In this section it was manifestly the object of the compilers of our Confession to guard equally against Erastian and Sectarian principles. In opposition to Erastian principles, according to which the government and discipline of the Church are devolved upon the civil magistrate, they declare that the magistrate may not take upon himself either the ministerial dispensation of the Word and sacraments, or any part of the government of the Church. But while they deny to the magistrate all ministerial or judicial power in the Church, in opposition to Erastians, yet, to guard against the other extreme, they assert, in opposition to the Sectarians of that age, that it is his duty to employ his influence and authority, in every way competent to him, for the good of the Church, and the advancement of the interests of true religion.​


----------



## bemer (Jan 21, 2010)

*not the Second Reformation*

I didn't want to suggest that the Scottish delegates had no influence on the deliberations of and the standards produced by the Assembly; but I did want to suggest that in the eyes of the contemporaries the Westminster Assembly was at best a subordinate advisory body, created by and reporting to Parliament. (For more on this point, take a look at,eg, G. J. Tommer, John Selden; a Life in Scholarship (2009), vol. II, 573-4.) Under the principle that interpretation of enactments (in this case, the Assembly standards) by contemporaries to the adoption of those enactments is strong evidence of what those enactments mean, it must be said the the political nation, embodied in Parliament, viewed the Assembly as very much a subordinate, advisory---not an independent---instrument of the state, and viewed the standards the Assembly produced as, essentially, subordinate rules to be interpreted by and enforced by the state. I admit that what, as an historical matter, Erastus actually held was quite different; but in ordinary usage, the relationship between the Westminster Assembly and Parliament was, essentially, "erastian," and that relationship must, as a matter of reality, be considered in determining what contempories thought the Westminster standards actually meant. I might add that the Hetherington quote that Ronda posted was rather disingenuous, in that it was not only the lay members of the Assembly that were "erastian" in approach; by their acquiescence to parliamentary control, it seems that the vast majority of ministerial members of the Assembly was also! Certainly, what we see here is a long way removed from the "doctrine of the two kingdoms" in Second Reformation Scotland!


----------



## NaphtaliPress (Jan 21, 2010)

I think it is a fundamental mistake to confuse Establishment with Erastianism and what the Assembly believed and wanted and what Parliament believed and did. See amongst other things already mentioned the whole brouhaha with Parliament's charging the Assembly with abuse of privilege and their "nine captious queries" which produced a reply on behalf of the Presbyterian majority of the Assembly, _Jus Divinum Regiminis Ecclesiastici, or The Divine Right of Church Government. _For background see the Naphtali Press edition of this work with the introduction by David W. Hall and see John R. DeWitt's _Jus Divinum: The Westminster Assembly and the Divine Right of Church Government, 229-234._


----------



## Prufrock (Jan 21, 2010)

Source material -
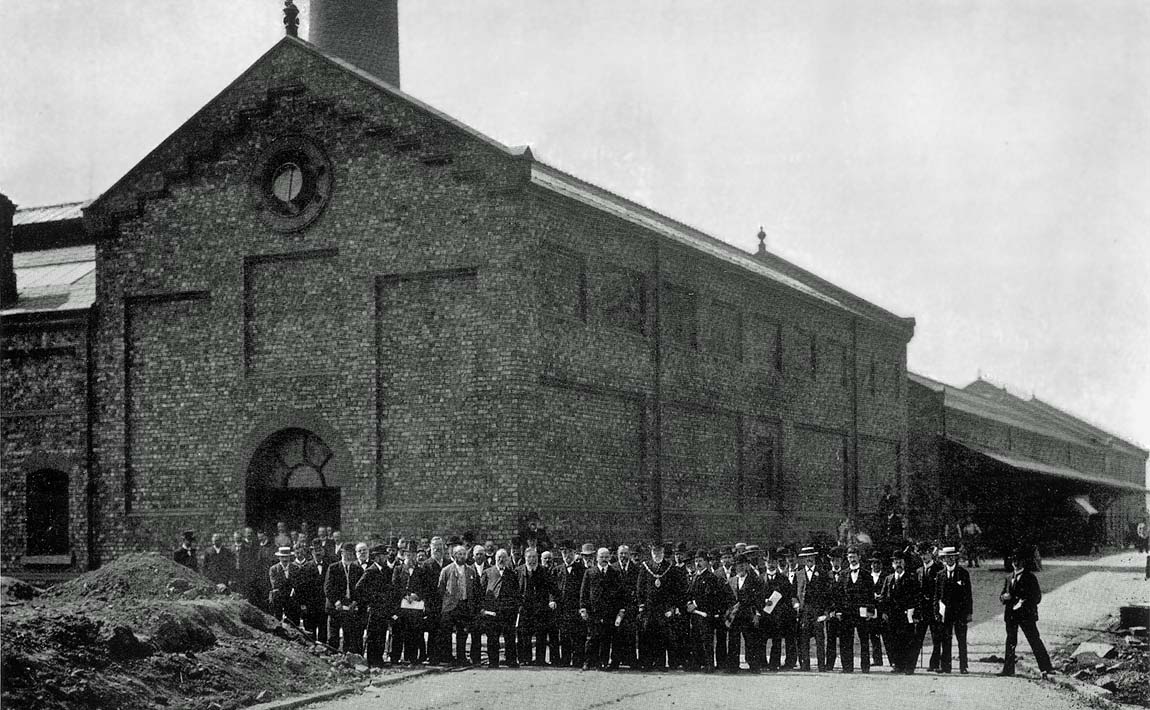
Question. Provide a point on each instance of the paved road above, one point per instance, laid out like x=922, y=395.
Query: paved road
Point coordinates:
x=1078, y=594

Task to carry out - In the forum thread above, condense the paragraph beginning "In this section it was manifestly" into a shorter version that keeps its main facts.

Complete response - The compilers of the Confession aimed to guard equally against Erastian and Sectarian principles. Against the Erastians, who place church government and discipline in the hands of the civil magistrate, they declare that the magistrate may not take on the ministerial dispensation of the Word and sacraments or any part of church government. Against the Sectarians of that age, they assert that he must still use his influence and authority, in every way competent to him, for the good of the Church and the advancement of true religion.